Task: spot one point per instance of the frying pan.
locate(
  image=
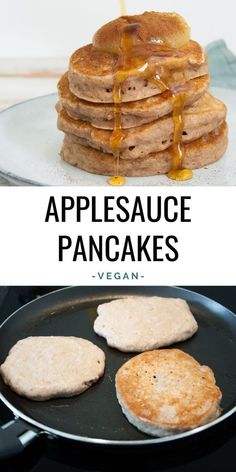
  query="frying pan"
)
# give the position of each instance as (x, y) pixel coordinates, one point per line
(95, 418)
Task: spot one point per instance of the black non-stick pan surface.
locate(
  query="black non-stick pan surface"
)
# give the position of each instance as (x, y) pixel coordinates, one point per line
(95, 415)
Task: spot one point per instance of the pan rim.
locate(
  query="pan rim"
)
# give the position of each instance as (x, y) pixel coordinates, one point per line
(98, 441)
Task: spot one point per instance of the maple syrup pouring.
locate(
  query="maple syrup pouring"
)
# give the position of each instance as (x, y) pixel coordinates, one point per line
(132, 63)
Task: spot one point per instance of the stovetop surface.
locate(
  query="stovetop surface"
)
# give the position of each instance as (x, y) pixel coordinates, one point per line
(216, 454)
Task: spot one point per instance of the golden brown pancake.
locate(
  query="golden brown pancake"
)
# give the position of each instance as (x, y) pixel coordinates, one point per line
(200, 119)
(133, 114)
(199, 153)
(92, 72)
(161, 28)
(166, 391)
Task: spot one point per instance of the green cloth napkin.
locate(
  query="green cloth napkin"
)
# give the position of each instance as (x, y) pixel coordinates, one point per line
(222, 64)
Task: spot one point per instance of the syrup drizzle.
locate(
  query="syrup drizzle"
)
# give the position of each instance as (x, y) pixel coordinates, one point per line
(123, 7)
(133, 63)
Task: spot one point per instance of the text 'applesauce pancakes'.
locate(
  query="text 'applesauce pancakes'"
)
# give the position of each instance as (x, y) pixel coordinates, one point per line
(136, 102)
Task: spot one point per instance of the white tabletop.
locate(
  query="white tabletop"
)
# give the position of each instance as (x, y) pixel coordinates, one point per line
(24, 78)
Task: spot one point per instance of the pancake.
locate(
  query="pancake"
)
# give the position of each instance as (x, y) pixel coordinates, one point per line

+ + + + +

DESCRIPTION OF THE TASK: The expected output is every line of the records in which the string "cloth" appears.

ANSWER SECTION:
Task: spot one point per instance of the green cloth napkin.
  query="green cloth napkin"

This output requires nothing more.